>> START DATA LINES

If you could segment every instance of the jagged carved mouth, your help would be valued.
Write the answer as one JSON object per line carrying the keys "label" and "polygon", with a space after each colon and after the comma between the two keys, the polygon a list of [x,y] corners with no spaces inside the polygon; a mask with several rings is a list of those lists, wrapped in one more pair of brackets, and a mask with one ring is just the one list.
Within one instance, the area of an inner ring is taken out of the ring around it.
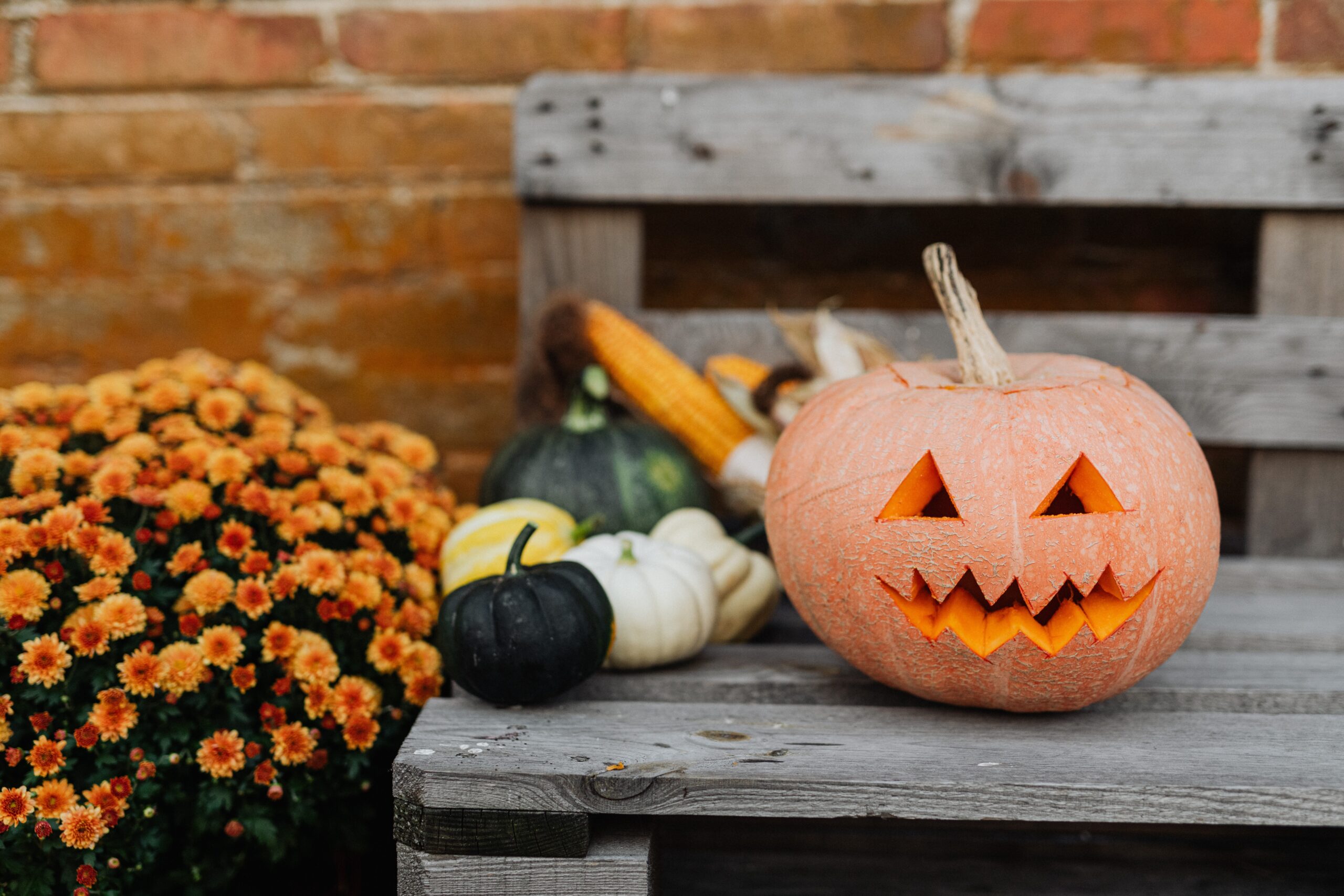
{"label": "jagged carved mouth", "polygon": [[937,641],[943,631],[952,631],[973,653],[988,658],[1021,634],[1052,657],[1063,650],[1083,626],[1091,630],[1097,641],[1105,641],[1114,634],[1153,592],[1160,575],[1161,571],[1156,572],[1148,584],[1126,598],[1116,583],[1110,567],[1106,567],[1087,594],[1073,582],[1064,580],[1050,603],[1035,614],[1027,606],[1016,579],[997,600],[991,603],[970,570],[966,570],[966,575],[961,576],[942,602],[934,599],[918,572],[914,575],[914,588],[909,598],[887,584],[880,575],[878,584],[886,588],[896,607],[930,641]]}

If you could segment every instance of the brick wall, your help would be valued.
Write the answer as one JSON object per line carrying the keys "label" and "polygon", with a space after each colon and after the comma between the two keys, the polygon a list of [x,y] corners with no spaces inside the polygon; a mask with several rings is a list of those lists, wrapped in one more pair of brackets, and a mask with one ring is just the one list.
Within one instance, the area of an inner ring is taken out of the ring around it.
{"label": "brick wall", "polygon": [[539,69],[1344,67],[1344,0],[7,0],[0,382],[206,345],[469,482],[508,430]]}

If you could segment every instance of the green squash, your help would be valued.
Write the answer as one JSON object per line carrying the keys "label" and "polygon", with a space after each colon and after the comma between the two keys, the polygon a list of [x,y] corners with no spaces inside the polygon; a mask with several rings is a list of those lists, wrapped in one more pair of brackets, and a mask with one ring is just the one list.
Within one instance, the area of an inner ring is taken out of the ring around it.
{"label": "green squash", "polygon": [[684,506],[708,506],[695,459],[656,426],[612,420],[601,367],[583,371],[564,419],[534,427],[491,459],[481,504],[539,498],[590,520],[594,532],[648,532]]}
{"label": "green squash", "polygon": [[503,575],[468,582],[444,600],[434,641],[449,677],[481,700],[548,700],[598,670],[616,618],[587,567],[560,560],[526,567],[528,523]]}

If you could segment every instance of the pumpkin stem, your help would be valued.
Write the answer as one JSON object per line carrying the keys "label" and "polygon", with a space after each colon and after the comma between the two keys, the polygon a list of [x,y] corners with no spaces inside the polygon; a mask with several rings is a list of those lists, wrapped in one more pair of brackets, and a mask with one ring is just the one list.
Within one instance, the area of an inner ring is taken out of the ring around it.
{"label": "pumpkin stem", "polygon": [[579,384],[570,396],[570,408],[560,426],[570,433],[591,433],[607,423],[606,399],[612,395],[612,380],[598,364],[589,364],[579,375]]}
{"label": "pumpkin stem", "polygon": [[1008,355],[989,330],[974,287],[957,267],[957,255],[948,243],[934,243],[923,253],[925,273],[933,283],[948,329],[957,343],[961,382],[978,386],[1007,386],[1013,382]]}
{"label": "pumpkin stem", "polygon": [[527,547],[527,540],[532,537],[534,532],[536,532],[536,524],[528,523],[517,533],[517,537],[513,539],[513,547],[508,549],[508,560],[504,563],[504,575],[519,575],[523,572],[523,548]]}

>> END DATA LINES
>> START DATA LINES

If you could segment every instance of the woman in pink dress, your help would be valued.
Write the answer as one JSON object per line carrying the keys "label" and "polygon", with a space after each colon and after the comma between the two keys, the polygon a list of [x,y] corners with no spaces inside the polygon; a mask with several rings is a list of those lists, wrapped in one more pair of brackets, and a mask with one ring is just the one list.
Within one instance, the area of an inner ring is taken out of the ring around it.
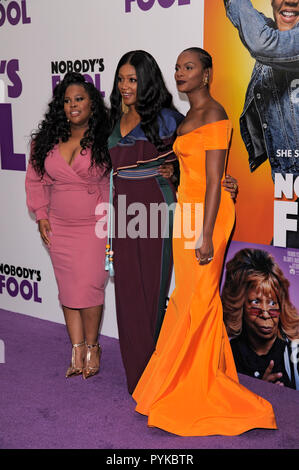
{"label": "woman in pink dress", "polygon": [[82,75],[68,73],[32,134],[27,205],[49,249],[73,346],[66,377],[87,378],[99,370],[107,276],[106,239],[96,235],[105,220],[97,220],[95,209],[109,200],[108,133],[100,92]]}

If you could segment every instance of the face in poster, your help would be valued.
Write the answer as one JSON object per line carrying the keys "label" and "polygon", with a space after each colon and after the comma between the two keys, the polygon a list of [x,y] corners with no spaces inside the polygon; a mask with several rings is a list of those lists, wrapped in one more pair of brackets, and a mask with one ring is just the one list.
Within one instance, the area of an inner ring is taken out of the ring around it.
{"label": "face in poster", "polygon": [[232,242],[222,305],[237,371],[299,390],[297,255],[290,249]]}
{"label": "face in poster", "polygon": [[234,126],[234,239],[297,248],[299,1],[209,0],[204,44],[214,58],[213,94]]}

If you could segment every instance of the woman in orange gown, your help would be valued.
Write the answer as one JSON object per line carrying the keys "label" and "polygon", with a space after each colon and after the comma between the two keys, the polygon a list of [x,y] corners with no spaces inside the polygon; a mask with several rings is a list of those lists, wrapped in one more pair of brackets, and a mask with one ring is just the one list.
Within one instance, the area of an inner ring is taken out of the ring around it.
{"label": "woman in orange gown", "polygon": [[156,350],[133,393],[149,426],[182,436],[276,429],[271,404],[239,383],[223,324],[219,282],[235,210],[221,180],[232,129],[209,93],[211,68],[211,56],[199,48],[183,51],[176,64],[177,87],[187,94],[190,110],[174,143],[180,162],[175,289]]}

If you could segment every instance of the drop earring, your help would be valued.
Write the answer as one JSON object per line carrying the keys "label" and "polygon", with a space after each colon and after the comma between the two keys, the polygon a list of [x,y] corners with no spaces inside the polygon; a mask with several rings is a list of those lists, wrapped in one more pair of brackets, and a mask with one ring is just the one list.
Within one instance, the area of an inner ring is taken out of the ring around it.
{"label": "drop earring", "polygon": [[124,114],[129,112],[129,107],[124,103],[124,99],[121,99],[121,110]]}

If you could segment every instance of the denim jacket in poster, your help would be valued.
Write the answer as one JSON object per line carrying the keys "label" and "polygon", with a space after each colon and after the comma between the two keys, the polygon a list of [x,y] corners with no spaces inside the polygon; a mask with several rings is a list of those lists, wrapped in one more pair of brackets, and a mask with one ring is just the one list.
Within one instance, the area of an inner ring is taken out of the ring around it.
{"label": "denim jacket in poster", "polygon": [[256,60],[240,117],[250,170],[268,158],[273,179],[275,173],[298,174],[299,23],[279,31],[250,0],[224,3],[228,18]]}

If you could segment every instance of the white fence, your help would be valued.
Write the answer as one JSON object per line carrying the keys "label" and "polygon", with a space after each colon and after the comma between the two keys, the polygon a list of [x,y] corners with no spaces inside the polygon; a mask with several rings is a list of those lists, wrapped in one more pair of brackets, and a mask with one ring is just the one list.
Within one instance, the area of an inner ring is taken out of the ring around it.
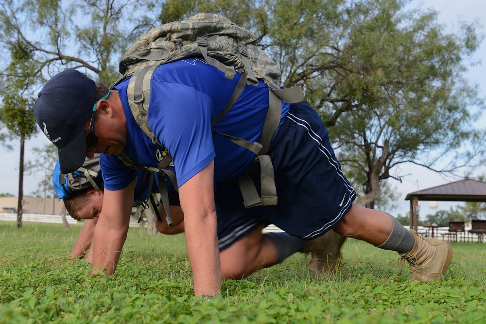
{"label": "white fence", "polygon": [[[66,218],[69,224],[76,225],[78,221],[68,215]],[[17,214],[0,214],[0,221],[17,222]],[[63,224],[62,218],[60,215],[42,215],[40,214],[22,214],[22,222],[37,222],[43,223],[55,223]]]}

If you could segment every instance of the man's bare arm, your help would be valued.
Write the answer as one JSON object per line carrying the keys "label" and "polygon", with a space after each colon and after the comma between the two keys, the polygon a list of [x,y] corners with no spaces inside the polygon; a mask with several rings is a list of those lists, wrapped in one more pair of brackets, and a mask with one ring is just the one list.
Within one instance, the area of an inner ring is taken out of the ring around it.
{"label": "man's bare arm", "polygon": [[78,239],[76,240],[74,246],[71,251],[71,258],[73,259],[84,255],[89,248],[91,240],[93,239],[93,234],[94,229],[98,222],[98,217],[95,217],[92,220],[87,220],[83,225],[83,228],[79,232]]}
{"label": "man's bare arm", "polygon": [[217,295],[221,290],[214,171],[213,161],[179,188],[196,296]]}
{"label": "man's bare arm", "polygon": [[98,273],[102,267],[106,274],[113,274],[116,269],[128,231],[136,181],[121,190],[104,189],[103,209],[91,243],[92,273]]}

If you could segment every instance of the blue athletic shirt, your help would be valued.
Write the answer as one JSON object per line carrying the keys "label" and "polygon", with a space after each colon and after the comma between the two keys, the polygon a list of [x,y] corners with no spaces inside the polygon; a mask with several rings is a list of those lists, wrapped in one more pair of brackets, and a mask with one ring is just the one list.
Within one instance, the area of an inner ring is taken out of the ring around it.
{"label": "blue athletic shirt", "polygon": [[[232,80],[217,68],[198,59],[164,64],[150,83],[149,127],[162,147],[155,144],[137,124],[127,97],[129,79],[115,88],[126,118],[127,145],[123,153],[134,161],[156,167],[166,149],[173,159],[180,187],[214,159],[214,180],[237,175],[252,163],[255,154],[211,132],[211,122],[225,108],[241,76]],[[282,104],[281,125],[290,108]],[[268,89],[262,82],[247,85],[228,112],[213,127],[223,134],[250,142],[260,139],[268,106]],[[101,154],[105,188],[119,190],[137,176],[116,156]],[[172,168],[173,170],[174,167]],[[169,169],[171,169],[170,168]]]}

>> END DATA LINES
>> START DATA LINES

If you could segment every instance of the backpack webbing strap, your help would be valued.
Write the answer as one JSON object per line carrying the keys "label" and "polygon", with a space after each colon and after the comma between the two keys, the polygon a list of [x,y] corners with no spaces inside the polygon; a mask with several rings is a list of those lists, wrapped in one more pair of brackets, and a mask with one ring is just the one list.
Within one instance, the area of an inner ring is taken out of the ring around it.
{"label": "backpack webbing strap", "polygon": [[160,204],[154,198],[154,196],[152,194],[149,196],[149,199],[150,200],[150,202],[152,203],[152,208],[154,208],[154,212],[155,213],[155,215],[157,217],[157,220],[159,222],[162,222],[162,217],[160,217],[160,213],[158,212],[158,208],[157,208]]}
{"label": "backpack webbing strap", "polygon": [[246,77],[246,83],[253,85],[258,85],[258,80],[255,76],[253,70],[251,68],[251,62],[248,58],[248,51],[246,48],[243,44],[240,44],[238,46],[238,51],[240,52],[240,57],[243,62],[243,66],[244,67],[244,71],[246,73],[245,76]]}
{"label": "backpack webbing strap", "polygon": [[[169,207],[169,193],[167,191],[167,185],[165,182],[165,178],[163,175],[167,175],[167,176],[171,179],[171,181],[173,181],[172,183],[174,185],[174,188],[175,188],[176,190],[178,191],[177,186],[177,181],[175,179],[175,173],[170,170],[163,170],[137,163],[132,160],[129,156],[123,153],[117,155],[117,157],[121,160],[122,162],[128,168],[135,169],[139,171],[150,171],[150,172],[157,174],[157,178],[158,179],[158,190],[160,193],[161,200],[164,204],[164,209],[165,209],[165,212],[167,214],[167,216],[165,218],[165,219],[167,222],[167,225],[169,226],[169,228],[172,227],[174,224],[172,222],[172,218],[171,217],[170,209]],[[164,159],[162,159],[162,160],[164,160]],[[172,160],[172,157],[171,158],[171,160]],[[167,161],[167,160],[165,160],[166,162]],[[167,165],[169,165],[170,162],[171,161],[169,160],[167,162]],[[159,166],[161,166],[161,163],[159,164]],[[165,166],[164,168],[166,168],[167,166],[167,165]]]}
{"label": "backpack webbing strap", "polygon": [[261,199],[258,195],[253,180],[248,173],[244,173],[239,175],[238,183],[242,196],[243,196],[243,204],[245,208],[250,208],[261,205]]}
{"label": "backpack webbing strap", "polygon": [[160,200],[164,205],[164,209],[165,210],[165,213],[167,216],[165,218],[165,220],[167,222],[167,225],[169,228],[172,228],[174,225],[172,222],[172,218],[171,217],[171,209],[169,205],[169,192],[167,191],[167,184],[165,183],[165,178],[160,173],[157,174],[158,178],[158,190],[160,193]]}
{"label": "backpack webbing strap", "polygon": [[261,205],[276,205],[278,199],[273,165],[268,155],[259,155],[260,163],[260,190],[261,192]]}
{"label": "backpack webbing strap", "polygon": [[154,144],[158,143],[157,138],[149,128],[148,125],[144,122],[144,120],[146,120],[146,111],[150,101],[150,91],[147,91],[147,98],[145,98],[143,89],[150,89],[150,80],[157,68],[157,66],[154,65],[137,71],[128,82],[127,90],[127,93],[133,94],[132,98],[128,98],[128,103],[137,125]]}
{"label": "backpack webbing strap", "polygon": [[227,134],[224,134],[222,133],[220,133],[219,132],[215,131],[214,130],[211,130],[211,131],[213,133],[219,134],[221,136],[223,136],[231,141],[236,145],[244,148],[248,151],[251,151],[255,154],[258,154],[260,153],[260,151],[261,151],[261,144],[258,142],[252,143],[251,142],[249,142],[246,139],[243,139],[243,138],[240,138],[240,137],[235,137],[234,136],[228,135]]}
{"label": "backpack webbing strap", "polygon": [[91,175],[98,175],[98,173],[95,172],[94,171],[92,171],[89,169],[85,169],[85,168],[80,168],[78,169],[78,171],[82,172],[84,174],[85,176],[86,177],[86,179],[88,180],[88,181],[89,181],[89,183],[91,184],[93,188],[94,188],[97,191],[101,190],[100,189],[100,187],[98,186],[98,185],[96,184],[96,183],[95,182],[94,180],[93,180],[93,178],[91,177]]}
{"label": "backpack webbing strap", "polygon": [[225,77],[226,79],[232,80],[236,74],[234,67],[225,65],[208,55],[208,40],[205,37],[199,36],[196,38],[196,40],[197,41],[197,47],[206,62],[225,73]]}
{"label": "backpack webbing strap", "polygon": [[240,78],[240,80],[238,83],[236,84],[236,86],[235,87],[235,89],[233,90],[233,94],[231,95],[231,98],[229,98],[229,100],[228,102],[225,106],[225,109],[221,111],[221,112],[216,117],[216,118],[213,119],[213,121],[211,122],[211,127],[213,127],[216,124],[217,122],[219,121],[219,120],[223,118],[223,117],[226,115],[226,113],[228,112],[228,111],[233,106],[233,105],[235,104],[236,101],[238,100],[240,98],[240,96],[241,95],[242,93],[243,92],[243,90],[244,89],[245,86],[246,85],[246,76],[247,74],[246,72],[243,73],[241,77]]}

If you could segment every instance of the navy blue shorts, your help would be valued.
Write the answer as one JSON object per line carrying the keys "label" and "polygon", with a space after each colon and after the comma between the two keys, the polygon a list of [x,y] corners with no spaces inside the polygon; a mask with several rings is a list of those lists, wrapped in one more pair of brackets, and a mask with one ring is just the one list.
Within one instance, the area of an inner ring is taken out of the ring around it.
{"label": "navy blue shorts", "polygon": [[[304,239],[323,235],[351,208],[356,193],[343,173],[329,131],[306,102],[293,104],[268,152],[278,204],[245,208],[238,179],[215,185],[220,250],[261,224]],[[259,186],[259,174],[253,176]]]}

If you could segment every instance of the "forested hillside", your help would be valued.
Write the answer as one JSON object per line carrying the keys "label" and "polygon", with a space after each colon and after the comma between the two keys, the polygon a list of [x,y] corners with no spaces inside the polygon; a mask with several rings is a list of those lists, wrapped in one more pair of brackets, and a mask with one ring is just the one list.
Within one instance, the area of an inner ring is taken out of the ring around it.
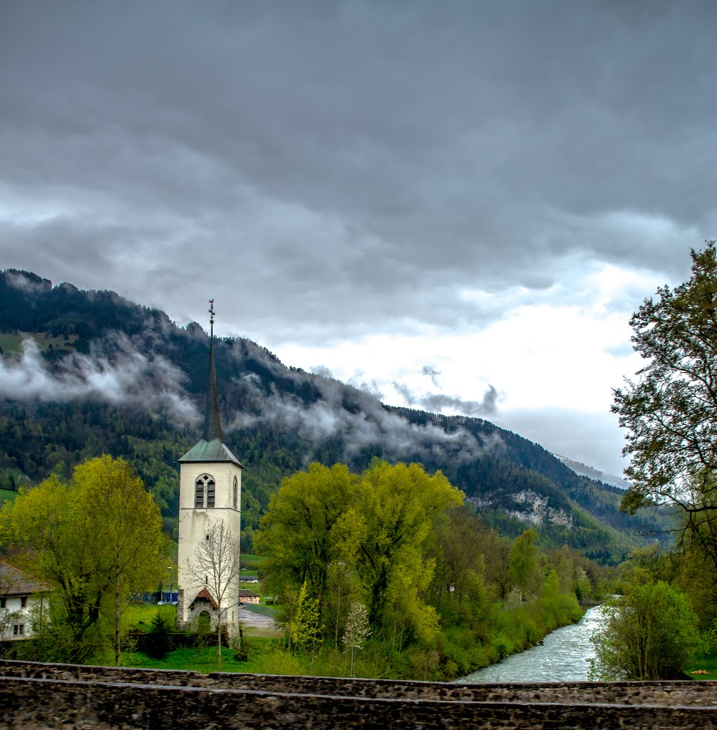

>> END DATA LINES

- **WRITTEN EXERCISE**
Show every line of the data above that contains the string "navy", matching case exactly.

- **EXERCISE RESULT**
If you could segment every instance of the navy blue shorts, your help would be valued.
{"label": "navy blue shorts", "polygon": [[[304,239],[323,235],[351,208],[356,193],[343,173],[329,131],[306,102],[293,104],[268,152],[278,204],[245,208],[238,179],[215,185],[220,250],[261,224]],[[259,186],[259,174],[253,176]]]}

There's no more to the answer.